» **Job 1**: Quote the stretch of the pmie documentation from "As well as computing" through "during expression evaluation.", word for word.

» **Provided text**:
********

As well as computing arithmetic and logical values, pmie can execute actions (popup alarms, write system log messages, and launch programs) in response to specified conditions. Such actions are extremely useful in detecting, monitoring and correcting performance related problems.
The expressions to be evaluated are read from configuration files specified by one or more filename arguments. In the absence of any filename , expressions are read from standard input.
Output from
pmie
is directed to standard output and standard
error as follows:
stdout
Expression values printed in the verbose -v mode and the output of print actions.
stderr
Error and warning messages for any syntactic or semantic problems during expression parsing, and any semantic or performance metrics availability problems during expression evaluation.
OPTIONS
The available
command line options are:
-a
archive
,
--archive
=
archive
archive which is a comma-separated list of names, each of which may be the base name of an archive or the name of a directory containing one or more archives written by pmlogger (1). Multiple instances of the -a flag may appear on the command line to specify a list of sets of archives. In this case, it is required that only one set of archives be present for any one host. Also, any explicit host names occurring in a pmie expression must match the host name recorded in one of the archive labels. In the case of multiple sets of archives, timestamps recorded in the archives are used to ensure temporal consistency.
-A align , --align = align
Force the initial time window to be aligned on the boundary of a natural time unit align . Refer to PCPIntro (1) for a complete description of the syntax for align .
-b , --buffer
Output will be line buffered and standard output is attached to standard error. This is most useful for background execution in conjunction with the -l option. The -b option is always used for pmie instances launched from pmie_check (1).
-c config , --config = config
An alternative to specifying filename at the end of the command line.
-C , --check
Parse the configuration file(s) and exit before performing any evaluations. Any errors in the configuration file are reported.
-d , --interact
Normally pmie would be launched as a non-interactive process to monitor and manage the performance of one or more hosts. Given the -d flag however, execution is interactive and the user is presented with a menu of options. Interactive mode is useful mainly for debugging new expressions.
-e , --timestamp
When used with -V , -v or -W , this option forces timestamps to be reported with each expression. The timestamps are in ctime (3) format, enclosed in parenthesis and appear after the expression name and before the expression value, e.g.

********

» **Dataset records**:
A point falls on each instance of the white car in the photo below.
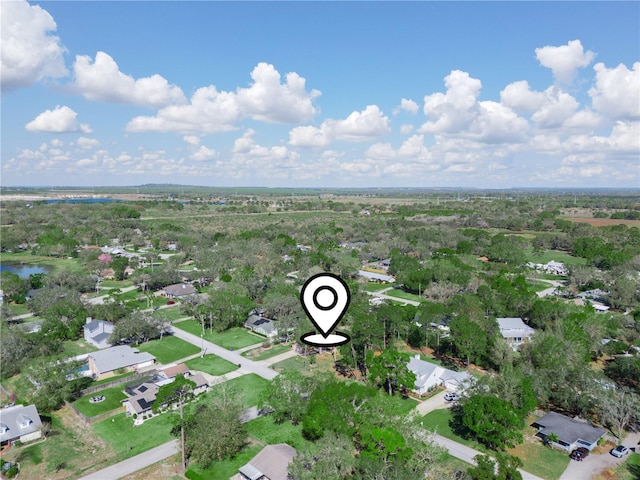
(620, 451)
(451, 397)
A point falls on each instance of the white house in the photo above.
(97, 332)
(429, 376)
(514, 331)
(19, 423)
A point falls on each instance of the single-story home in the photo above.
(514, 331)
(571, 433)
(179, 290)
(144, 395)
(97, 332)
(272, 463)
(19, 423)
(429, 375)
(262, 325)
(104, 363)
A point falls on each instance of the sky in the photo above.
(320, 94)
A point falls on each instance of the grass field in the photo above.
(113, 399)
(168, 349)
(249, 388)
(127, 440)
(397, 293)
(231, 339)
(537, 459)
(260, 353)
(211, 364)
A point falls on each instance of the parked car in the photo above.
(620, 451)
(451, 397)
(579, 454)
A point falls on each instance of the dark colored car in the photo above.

********

» **Job 2**: Pick out every line in the listing that contains the string "white", treating uppercase and lowercase as distinct.

» **Problem solution 1**:
As well as computing arithmetic and logical values, pmie can execute actions (popup alarms, write system log messages, and launch programs) in response to specified conditions. Such actions are extremely useful in detecting, monitoring and correcting performance related problems.
The expressions to be evaluated are read from configuration files specified by one or more filename arguments. In the absence of any filename , expressions are read from standard input.
Output from
pmie
is directed to standard output and standard
error as follows:
stdout
Expression values printed in the verbose -v mode and the output of print actions.
stderr
Error and warning messages for any syntactic or semantic problems during expression parsing, and any semantic or performance metrics availability problems during expression evaluation.

» **Problem solution 2**:
A point falls on each instance of the white car in the photo below.
A point falls on each instance of the white house in the photo above.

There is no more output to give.